SUPPLIED DATA:
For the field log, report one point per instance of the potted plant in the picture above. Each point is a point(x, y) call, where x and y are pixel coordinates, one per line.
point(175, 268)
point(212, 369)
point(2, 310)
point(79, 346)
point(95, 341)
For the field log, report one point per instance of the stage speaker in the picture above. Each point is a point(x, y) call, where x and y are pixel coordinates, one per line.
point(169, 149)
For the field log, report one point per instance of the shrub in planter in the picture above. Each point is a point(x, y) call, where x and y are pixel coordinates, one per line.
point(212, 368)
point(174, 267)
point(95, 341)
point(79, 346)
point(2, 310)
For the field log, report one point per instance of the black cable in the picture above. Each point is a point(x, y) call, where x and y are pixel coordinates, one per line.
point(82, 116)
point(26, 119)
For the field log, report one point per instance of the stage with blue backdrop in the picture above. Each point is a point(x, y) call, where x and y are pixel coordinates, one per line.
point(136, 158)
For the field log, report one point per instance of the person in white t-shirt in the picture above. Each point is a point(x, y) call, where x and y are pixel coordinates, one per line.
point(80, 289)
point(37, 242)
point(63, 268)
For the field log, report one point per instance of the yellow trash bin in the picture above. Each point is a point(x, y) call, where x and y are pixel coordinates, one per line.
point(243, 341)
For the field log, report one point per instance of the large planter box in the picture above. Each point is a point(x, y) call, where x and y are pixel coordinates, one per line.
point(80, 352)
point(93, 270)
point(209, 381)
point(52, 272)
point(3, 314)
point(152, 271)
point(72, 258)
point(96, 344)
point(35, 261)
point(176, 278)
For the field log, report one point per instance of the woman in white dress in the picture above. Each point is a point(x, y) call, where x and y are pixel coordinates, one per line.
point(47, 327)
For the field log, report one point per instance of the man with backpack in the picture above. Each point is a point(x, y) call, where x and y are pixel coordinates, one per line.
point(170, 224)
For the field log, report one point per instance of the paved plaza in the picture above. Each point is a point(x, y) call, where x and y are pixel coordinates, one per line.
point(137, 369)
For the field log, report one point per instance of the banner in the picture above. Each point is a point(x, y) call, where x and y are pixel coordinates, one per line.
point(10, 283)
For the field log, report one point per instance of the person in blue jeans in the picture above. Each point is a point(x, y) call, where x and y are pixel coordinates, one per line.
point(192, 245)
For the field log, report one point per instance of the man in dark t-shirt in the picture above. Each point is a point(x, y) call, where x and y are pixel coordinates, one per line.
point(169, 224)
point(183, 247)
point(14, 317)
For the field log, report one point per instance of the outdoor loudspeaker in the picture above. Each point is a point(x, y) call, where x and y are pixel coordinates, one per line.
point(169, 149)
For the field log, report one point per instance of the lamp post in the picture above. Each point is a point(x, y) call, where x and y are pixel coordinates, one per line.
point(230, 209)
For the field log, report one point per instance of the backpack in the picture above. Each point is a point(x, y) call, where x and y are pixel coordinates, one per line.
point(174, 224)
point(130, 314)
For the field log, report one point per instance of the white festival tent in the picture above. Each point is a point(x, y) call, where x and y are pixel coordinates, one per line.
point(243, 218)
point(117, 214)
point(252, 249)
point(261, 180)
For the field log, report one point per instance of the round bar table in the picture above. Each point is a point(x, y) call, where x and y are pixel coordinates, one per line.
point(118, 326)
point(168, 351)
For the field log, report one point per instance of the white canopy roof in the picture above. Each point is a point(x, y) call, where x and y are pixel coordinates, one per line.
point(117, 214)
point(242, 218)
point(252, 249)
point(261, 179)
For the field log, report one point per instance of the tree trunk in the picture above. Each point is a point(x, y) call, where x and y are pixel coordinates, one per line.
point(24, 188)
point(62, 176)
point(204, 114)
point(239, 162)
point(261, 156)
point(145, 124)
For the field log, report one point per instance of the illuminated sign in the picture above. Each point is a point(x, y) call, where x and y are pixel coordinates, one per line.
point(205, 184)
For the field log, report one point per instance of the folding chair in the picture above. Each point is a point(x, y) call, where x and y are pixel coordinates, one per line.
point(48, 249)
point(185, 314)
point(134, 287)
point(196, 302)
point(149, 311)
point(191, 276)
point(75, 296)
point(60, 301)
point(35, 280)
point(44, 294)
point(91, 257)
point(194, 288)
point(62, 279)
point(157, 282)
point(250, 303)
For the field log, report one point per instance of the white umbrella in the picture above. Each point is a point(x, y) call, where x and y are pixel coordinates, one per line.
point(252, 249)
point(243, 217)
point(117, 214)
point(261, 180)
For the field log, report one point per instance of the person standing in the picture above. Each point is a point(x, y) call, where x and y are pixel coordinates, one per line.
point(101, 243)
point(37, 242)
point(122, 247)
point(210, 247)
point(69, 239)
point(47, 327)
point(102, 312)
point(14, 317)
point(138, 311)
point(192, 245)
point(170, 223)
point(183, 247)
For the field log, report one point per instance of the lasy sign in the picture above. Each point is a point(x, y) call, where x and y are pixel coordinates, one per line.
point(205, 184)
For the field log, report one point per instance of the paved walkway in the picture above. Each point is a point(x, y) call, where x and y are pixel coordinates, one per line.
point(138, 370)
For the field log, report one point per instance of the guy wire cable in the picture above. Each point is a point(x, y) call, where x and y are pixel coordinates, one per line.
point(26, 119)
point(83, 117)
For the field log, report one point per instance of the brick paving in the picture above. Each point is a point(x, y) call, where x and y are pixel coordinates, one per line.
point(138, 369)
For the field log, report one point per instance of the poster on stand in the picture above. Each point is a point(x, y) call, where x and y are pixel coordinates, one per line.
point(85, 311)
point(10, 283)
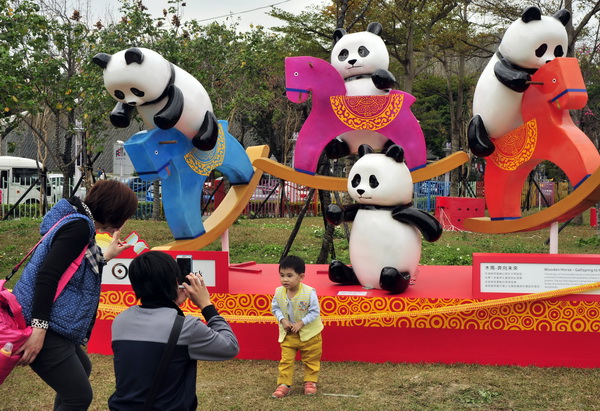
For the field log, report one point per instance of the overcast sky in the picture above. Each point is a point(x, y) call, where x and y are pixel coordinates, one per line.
point(248, 11)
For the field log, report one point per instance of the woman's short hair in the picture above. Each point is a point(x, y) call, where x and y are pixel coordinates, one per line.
point(153, 276)
point(111, 202)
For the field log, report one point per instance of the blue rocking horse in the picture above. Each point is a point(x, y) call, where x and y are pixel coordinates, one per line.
point(170, 156)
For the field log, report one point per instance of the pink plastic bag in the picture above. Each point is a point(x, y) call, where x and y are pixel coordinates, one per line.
point(12, 329)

AIM OF THE TASK:
Please quote the rows verbatim, from the line with "of the poster" up to and including the final row, and omit any pictures.

EXERCISE SOLUTION:
For the field log, report one point per instance of the poster on stand in the picture above. Each point is a point(x, y) call, where x and y are pixel coordinates, one per line.
point(85, 311)
point(10, 283)
For the field log, report one point per instance of the overcast sky in the picture above. Each point is a point(x, y) call, where x and y are pixel coordinates, one per line.
point(248, 11)
For the field log, report one point per instance of the woman's short hair in the picture above. Each point is a point(x, y) call, where x and y are pixel coordinates, one per line.
point(153, 276)
point(111, 202)
For the field log, report one point per instance of the blue rocking horse in the picture above. Each point is a point(x, y) call, where x and y are pixel coordinates, one per line.
point(170, 156)
For the field log, report one point per instance of the pink plastic bag in the picture above. Each point is a point(x, y) call, where x and y are pixel coordinates, one per line.
point(12, 329)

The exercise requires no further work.